— WORK TO COMPLETE —
Express the entries below as a JSON list of strings, one string per line, leaving out blank lines.

Saved data entries

########################################

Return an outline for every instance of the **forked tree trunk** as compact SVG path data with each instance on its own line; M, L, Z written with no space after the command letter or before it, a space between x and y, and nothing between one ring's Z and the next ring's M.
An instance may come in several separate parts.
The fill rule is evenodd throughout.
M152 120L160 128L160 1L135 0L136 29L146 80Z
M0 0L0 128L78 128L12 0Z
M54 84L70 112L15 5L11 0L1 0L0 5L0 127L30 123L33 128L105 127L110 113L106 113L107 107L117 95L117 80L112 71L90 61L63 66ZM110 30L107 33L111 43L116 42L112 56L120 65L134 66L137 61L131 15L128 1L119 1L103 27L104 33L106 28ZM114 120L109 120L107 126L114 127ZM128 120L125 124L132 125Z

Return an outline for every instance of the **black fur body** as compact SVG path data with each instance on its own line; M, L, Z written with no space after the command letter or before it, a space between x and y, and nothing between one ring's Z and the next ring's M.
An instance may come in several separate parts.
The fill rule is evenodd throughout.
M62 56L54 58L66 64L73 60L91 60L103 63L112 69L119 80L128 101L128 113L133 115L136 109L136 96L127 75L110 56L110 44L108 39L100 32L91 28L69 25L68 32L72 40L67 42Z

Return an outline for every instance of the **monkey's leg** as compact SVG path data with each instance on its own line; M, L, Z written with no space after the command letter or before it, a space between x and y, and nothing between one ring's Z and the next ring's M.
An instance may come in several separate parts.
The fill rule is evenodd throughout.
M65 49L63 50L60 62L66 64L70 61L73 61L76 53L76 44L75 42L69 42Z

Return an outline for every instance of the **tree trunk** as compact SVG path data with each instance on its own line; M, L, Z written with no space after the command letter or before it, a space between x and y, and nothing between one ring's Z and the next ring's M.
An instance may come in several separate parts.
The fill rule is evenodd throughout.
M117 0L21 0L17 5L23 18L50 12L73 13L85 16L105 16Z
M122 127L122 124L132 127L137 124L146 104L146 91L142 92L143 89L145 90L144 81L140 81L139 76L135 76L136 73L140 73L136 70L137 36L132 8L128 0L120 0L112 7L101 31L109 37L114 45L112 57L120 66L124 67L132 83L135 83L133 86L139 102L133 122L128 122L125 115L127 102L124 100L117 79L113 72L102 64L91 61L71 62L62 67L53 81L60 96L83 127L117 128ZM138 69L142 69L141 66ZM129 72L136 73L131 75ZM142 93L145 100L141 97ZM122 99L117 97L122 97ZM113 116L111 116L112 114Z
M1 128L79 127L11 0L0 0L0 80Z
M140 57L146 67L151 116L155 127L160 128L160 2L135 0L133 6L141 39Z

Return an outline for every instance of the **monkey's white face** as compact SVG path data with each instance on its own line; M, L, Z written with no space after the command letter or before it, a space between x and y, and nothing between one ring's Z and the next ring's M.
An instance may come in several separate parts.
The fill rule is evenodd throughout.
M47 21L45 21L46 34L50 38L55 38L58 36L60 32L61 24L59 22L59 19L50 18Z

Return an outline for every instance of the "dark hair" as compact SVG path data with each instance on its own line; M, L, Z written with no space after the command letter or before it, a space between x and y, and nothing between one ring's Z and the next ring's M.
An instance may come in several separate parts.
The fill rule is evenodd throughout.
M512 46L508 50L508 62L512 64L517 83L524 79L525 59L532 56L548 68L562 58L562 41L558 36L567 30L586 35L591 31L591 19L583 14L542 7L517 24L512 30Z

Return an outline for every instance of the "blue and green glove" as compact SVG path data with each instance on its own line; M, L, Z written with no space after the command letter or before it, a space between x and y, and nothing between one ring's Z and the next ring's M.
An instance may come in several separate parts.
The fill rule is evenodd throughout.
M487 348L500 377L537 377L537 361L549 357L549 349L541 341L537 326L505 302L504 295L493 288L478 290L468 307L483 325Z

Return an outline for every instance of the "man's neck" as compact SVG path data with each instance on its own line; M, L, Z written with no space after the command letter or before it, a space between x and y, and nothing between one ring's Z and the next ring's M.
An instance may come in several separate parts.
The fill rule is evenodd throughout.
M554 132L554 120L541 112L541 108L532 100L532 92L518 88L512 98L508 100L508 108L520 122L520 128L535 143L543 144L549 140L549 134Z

########################################

— FINAL RESULT —
[
  "Return an outline for every instance of the **forked tree trunk** as compact SVG path data with each instance on its own line; M, L, Z written with no space after the command letter or before it, a space between x and y, and nothing between one ring's Z and the next ring's M.",
  "An instance may come in several separate parts.",
  "The fill rule is evenodd throughout.",
  "M152 120L160 128L160 1L135 0L136 29L146 80Z",
  "M0 0L0 128L78 128L12 0Z",
  "M54 84L70 112L15 5L11 0L1 0L0 5L0 127L30 123L33 128L105 127L110 113L106 113L107 107L117 95L117 80L112 71L90 61L63 66ZM110 30L107 33L111 43L116 42L112 56L120 65L134 66L137 61L131 15L128 1L119 1L103 27L104 33L106 28ZM114 120L109 120L107 126L114 127ZM128 120L125 124L132 125Z",
  "Return an outline for every instance of the **black fur body** as compact SVG path data with each instance on its own line; M, L, Z written with no space after the command letter or before it, a space between x and y, and nothing between one ring's Z and the next ring's M.",
  "An instance may come in several separate parts.",
  "The fill rule is evenodd throughout.",
  "M62 56L54 58L66 64L73 60L91 60L103 63L112 69L119 80L128 101L128 113L133 115L136 109L136 96L127 75L110 56L110 44L108 39L100 32L91 28L69 25L68 32L72 40L67 42Z",
  "Return an outline for every instance of the **monkey's leg** as compact SVG path data with each instance on its own line; M, L, Z written with no space after the command letter or before it, a space between x and y, and nothing between one ring's Z and the next ring's M.",
  "An instance may come in several separate parts.",
  "The fill rule is evenodd throughout.",
  "M65 49L63 50L60 62L66 64L70 61L73 61L76 53L76 44L75 42L69 42Z",
  "Return an outline for every instance of the **tree trunk** as compact SVG path data with each instance on its own line; M, L, Z written with no space after the command letter or before it, a space between x and y, and nothing between one ring's Z and the next ring's M.",
  "An instance may come in several separate parts.",
  "The fill rule is evenodd throughout.",
  "M117 0L21 0L17 5L23 18L50 12L73 13L85 16L105 16Z",
  "M122 127L122 124L132 127L137 124L146 104L146 91L142 92L143 89L145 90L144 81L140 81L139 76L135 76L136 73L140 73L136 70L137 36L132 8L128 0L120 0L112 7L101 31L109 37L114 45L112 57L120 66L124 67L132 83L135 83L133 86L139 102L133 122L128 122L125 115L127 102L124 100L117 79L113 72L102 64L91 61L71 62L62 67L53 81L60 96L83 127L117 128ZM138 69L142 69L141 66ZM129 72L136 73L131 75ZM142 93L145 100L141 97ZM122 99L117 97L122 97ZM113 116L111 116L112 114Z",
  "M1 128L79 127L11 0L0 0L0 80Z",
  "M140 57L146 67L151 116L155 127L160 128L160 2L135 0L133 6L141 39Z",
  "Return an outline for every instance of the **monkey's white face** as compact SVG path data with each instance on its own line; M, L, Z written with no space after the command letter or before it, a space between x and y, and nothing between one ring's Z and the next ring's M.",
  "An instance may come in several separate parts.",
  "The fill rule is evenodd throughout.",
  "M47 21L45 21L46 34L50 38L55 38L58 36L60 32L61 24L59 22L59 19L50 18Z",
  "Return an outline for every instance of the \"dark hair\" as compact SVG path data with each instance on its own line; M, L, Z written with no space after the command letter or before it, a space between x and y, and nothing between one ring's Z and the next ring's M.",
  "An instance may come in several separate parts.",
  "The fill rule is evenodd throughout.",
  "M512 46L508 50L508 62L512 64L517 83L524 79L525 59L532 56L548 68L562 58L562 41L558 36L567 30L586 35L591 31L591 19L583 14L542 7L517 24L512 30Z",
  "Return an outline for every instance of the \"blue and green glove\" as compact SVG path data with each instance on its own line; M, L, Z written with no space after the command letter or before it, a space between x and y, and nothing between one ring's Z and the next ring's M.",
  "An instance may come in several separate parts.",
  "The fill rule is evenodd throughout.",
  "M487 348L500 377L537 377L537 361L549 357L549 349L541 341L537 326L505 302L504 295L493 288L478 290L468 307L483 325Z",
  "Return an outline for every instance of the \"man's neck\" as compact SVG path data with each instance on its own line; M, L, Z written with no space after the command letter or before it, a space between x and y, and nothing between one ring's Z and the next ring's M.",
  "An instance may come in several separate parts.",
  "The fill rule is evenodd throughout.",
  "M554 132L554 120L541 112L541 108L532 100L532 92L518 88L512 98L508 100L508 108L520 122L520 128L535 143L543 144L549 140L549 134Z"
]